Short exercise — State how many lines in the material below contain the string "baseball". Reply with the number alone.

* Start *

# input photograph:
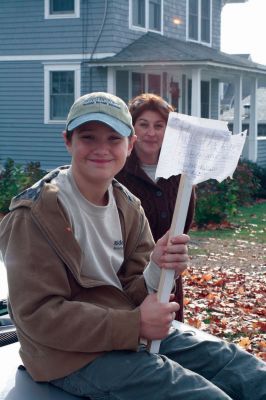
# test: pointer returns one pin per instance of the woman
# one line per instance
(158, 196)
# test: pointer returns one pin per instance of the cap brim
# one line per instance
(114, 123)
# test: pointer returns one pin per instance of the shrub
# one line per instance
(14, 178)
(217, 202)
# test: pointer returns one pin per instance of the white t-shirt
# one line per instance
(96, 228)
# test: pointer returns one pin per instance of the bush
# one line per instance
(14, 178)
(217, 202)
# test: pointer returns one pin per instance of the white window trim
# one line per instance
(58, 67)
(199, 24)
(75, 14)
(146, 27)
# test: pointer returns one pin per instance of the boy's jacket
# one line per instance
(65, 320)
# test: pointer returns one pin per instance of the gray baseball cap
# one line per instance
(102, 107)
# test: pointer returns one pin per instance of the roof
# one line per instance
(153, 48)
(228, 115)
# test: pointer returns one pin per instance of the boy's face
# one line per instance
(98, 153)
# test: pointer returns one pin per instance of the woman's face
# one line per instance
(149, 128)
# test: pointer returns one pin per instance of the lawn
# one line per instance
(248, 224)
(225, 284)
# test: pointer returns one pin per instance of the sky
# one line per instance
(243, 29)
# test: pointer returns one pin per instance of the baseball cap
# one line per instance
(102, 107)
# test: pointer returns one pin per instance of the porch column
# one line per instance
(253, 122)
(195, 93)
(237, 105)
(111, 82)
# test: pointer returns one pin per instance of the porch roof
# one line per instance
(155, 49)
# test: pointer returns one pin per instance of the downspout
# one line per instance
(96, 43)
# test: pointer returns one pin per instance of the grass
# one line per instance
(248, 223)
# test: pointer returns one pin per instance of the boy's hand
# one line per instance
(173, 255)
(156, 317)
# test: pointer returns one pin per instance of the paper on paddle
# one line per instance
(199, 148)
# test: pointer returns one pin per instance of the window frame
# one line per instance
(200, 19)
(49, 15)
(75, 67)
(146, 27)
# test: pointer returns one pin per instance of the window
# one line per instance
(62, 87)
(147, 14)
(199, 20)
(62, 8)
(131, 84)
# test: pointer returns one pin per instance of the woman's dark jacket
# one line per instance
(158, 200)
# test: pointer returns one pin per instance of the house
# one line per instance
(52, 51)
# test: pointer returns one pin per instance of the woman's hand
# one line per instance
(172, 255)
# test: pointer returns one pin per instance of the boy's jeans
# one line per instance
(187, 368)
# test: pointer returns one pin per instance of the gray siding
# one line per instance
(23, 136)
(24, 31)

* End *
* Start *

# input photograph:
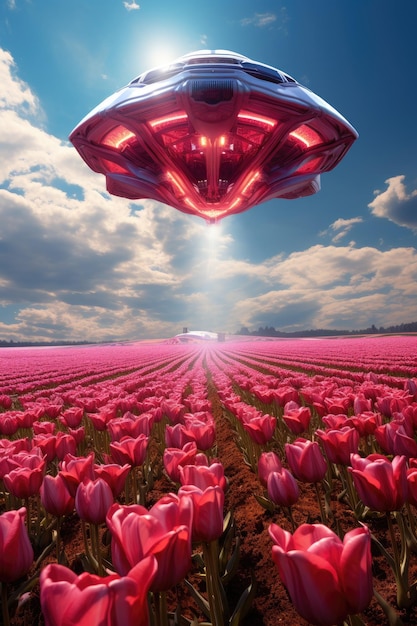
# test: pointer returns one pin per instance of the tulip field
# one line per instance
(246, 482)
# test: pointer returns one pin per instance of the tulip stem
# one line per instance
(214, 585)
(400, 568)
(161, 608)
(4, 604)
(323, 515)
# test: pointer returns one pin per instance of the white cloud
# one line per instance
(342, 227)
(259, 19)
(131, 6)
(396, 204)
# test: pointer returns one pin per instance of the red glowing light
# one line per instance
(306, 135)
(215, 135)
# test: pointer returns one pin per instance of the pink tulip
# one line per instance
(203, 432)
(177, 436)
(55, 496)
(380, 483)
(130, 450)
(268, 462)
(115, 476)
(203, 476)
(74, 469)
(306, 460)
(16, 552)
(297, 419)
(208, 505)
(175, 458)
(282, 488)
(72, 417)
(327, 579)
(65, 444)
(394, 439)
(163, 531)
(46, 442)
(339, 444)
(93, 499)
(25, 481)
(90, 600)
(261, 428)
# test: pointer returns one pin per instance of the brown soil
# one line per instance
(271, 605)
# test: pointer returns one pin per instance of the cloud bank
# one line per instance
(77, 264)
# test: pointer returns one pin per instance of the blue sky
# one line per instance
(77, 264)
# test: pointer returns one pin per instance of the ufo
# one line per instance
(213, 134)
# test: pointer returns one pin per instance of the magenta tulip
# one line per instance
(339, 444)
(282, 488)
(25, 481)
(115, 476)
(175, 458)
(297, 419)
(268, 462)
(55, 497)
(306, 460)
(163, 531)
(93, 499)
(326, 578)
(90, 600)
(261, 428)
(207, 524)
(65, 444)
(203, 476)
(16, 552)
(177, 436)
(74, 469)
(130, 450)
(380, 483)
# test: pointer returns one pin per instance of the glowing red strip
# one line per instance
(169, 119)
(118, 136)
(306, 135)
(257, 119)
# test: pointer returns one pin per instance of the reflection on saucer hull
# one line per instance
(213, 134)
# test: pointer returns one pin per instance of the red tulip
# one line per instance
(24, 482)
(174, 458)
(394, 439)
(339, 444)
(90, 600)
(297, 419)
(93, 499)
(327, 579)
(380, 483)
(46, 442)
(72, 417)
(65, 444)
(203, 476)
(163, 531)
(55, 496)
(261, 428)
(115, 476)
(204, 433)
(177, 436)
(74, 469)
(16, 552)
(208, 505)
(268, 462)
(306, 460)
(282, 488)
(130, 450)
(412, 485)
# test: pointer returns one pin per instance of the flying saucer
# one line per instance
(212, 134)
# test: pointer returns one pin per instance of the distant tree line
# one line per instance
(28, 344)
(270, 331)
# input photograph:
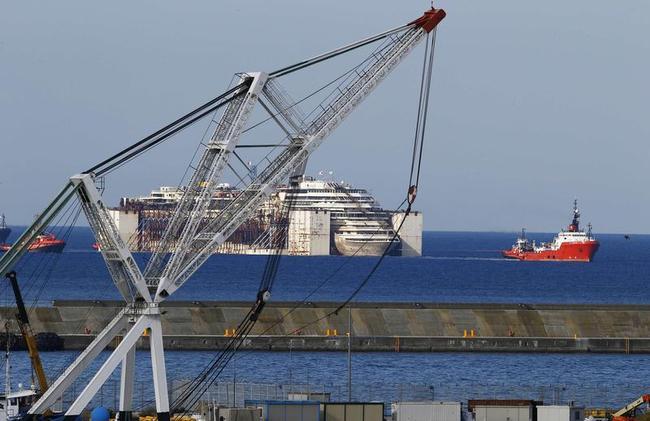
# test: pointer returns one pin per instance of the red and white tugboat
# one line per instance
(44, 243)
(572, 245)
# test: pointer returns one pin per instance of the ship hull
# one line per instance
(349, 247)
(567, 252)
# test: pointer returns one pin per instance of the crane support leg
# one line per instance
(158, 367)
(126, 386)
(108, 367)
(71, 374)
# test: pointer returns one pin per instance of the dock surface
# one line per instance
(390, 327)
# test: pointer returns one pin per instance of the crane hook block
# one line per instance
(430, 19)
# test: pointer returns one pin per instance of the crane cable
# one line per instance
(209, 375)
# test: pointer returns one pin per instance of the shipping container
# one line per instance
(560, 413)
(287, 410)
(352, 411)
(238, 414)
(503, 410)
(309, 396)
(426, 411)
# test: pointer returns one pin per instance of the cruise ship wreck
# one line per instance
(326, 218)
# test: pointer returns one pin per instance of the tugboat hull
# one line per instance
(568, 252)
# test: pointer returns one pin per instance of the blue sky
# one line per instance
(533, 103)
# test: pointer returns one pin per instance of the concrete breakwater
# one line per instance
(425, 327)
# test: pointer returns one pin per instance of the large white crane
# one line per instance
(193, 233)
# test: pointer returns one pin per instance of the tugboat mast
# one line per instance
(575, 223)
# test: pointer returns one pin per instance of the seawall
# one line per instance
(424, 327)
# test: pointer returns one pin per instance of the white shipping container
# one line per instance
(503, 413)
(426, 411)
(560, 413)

* End *

Solved exercise — 2